- Work to do: Which lines in the items below contain the string "porch"? Gather every one of them, with case counting.

- Material for this task:
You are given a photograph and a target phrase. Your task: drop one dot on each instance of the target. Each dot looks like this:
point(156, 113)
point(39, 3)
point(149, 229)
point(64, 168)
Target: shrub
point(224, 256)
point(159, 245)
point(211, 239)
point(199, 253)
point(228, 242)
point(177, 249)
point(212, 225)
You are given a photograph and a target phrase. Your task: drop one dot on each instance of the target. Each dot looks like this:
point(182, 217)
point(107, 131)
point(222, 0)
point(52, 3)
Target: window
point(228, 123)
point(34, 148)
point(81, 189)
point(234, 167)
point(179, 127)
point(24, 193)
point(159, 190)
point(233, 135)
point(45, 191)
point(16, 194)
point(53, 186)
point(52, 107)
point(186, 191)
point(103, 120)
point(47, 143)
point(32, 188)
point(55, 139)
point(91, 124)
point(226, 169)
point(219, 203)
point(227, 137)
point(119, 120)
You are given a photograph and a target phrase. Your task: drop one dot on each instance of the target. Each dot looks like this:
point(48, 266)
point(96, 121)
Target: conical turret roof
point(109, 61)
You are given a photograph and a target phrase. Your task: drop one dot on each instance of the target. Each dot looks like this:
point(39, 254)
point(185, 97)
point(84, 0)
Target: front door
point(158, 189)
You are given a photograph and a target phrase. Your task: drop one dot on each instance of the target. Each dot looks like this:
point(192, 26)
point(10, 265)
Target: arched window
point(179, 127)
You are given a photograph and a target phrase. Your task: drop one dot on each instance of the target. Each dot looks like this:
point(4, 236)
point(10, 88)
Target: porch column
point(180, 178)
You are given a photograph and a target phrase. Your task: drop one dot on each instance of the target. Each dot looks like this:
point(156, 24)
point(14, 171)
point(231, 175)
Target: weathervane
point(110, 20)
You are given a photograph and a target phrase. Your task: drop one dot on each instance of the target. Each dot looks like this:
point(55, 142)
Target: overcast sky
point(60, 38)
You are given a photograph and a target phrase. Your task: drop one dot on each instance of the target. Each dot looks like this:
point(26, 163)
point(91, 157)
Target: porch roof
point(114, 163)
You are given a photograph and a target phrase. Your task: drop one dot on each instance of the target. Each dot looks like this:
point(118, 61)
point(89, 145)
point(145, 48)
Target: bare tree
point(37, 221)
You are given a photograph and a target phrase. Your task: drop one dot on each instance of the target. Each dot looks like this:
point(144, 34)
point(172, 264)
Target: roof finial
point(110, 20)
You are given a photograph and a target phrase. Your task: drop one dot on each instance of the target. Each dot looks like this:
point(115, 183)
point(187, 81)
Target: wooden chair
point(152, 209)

- Task solution:
Target: porch column
Target: porch roof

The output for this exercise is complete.